CHALLENGE = Put the rows from the line that contains "mark blurred background wall | bbox" through the line that contains "[198,492,351,549]" into a JSON list of strings, one string per line, with blank lines left out.
# Start of DATA EXCERPTS
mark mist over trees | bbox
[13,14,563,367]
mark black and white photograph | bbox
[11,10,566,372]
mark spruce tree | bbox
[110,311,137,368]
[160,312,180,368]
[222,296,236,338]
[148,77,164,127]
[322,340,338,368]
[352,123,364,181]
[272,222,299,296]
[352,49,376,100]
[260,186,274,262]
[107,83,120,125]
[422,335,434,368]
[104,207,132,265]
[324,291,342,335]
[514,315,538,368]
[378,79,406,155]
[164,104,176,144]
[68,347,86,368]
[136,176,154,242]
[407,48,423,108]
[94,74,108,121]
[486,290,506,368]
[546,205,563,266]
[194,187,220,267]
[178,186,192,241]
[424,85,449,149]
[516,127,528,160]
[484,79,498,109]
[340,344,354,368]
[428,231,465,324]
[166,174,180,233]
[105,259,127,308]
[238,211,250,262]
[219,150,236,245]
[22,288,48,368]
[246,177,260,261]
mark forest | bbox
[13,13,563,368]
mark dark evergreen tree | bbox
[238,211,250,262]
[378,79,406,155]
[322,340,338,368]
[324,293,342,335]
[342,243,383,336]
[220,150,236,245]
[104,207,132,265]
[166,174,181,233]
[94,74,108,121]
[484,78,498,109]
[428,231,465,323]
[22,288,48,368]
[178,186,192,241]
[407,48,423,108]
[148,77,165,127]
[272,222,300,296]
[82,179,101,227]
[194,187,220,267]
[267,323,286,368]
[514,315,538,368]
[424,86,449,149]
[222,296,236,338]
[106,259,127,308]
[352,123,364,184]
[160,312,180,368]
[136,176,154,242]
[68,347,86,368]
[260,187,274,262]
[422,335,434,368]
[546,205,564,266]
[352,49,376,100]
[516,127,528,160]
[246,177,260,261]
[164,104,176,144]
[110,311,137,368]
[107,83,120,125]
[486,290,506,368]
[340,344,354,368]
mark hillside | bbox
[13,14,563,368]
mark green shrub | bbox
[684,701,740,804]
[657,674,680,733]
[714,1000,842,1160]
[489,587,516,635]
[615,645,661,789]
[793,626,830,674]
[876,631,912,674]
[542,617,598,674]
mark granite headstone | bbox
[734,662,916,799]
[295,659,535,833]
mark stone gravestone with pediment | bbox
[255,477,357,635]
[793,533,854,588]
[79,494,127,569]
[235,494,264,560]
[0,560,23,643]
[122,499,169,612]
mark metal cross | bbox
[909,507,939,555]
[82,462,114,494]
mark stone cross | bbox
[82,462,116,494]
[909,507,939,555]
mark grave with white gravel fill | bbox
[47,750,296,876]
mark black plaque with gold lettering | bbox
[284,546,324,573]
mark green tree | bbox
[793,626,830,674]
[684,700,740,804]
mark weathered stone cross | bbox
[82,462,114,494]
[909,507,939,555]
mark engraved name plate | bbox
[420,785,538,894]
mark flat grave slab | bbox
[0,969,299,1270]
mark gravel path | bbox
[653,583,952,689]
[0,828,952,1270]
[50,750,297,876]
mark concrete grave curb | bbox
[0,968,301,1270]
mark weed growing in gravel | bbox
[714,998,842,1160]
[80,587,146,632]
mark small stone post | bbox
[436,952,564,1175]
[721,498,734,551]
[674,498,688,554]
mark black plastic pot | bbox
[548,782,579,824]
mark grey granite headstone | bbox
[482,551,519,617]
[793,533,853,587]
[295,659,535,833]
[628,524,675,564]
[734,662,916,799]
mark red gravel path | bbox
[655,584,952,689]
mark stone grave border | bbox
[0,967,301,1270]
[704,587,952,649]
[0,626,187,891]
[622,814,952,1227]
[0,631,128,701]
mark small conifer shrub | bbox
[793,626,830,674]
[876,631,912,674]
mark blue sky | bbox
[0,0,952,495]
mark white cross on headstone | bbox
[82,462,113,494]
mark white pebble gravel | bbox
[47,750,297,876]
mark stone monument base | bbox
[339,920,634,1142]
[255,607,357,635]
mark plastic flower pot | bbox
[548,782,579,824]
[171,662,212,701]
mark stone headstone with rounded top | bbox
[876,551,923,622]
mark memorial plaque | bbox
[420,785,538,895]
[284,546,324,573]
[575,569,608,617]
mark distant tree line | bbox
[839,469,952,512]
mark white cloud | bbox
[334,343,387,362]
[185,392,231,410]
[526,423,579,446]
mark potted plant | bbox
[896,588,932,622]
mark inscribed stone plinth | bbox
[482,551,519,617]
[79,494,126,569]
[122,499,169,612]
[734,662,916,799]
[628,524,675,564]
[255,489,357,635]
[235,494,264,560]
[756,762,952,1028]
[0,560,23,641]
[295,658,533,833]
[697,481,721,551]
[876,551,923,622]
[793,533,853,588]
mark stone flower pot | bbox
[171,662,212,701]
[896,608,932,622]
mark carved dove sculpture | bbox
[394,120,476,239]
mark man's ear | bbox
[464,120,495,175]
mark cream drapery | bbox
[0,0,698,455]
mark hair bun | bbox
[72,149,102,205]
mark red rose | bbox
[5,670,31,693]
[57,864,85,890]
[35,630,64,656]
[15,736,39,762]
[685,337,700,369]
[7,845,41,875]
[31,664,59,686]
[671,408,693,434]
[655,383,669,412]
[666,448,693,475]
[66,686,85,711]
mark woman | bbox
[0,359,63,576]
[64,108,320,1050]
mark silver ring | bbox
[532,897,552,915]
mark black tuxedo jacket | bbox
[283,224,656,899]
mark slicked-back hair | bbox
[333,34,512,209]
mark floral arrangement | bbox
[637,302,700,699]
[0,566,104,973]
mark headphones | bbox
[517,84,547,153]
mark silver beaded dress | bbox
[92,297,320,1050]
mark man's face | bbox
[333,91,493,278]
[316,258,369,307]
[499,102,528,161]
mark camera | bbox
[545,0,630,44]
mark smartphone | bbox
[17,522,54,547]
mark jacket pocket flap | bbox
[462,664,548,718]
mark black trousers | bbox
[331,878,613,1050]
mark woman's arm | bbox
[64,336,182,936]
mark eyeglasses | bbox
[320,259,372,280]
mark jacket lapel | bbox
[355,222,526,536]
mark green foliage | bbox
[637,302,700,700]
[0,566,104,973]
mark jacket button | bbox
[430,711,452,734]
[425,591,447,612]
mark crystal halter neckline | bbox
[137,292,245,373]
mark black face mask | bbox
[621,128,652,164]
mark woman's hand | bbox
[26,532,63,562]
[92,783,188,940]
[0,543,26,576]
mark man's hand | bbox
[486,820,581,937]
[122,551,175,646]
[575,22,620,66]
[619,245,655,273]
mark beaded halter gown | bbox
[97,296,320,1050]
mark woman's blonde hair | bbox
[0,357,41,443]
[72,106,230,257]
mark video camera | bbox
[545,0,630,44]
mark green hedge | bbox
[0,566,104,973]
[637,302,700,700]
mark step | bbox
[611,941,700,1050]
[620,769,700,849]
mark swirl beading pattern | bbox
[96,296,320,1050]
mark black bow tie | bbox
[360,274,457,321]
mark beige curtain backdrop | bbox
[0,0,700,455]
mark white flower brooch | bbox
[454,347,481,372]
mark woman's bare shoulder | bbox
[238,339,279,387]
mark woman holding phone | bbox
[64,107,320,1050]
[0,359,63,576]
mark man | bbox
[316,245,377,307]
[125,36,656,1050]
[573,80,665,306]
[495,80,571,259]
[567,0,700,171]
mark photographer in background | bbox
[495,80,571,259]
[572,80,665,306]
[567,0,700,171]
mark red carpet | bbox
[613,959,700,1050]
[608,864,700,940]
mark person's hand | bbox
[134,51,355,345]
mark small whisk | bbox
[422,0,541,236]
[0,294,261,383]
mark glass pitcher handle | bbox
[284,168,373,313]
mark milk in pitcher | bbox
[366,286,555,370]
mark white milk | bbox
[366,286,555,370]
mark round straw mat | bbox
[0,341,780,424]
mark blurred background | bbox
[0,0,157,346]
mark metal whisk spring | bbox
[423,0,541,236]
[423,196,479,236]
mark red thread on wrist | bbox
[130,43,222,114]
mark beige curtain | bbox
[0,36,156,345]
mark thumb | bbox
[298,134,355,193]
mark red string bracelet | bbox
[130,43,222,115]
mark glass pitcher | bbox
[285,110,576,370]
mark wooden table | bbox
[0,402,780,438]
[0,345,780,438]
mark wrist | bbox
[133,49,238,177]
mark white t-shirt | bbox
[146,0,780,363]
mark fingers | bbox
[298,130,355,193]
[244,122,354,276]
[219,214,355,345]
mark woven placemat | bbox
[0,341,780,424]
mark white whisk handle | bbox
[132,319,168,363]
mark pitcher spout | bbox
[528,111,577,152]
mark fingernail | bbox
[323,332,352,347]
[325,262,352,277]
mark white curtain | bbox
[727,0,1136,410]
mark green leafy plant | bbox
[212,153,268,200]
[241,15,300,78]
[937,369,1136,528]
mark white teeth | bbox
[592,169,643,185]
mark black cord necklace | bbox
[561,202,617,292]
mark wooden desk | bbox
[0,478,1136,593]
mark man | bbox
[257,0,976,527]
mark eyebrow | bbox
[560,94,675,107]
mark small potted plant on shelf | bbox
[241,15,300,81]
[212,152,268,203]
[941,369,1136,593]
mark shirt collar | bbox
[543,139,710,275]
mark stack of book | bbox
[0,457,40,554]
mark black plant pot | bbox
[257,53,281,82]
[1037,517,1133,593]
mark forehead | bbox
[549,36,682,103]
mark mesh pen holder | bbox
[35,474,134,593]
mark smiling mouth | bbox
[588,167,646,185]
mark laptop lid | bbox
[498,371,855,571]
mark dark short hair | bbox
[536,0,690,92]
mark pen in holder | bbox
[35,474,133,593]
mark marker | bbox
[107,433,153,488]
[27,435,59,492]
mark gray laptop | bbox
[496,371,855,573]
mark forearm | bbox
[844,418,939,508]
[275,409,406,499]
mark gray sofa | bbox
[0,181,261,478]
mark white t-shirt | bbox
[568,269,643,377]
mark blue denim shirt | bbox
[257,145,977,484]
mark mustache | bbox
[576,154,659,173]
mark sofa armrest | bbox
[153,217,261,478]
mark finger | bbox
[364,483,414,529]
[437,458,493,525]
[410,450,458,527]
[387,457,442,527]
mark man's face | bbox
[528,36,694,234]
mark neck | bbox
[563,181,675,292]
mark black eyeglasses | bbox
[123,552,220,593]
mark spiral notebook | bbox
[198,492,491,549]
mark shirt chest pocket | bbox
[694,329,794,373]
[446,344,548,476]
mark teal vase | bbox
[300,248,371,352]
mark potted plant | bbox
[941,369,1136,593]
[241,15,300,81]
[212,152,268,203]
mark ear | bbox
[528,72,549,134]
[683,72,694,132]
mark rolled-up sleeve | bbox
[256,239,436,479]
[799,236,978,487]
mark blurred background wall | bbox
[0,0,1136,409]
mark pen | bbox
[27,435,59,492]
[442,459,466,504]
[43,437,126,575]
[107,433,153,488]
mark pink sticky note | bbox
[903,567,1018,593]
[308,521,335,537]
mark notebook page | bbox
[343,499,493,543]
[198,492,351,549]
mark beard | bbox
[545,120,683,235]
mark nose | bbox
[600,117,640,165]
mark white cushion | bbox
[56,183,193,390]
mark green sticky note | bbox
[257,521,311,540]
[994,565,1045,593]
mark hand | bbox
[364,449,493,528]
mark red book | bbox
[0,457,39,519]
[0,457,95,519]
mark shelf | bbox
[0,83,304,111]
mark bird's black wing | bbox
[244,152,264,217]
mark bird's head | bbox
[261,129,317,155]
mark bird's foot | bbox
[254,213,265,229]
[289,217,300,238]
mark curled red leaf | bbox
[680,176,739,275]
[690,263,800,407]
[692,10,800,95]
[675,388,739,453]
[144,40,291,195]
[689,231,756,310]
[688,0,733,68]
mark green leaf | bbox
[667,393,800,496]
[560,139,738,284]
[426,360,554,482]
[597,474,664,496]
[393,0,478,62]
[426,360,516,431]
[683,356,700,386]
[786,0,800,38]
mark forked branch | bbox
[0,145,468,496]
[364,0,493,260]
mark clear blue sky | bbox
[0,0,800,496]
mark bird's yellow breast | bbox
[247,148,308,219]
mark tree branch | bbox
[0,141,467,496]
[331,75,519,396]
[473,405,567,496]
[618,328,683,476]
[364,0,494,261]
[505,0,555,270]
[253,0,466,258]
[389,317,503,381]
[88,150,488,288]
# End of DATA EXCERPTS
EXPECTED ANSWER =
[
  "mark blurred background wall | bbox",
  "[0,0,1136,409]",
  "mark pen | bbox",
  "[27,435,59,492]",
  "[442,459,466,504]",
  "[43,437,126,575]",
  "[107,433,153,488]",
  "mark pink sticky note | bbox",
  "[903,567,1018,593]",
  "[308,521,335,537]",
  "mark notebook page | bbox",
  "[343,499,493,543]",
  "[198,492,351,549]"
]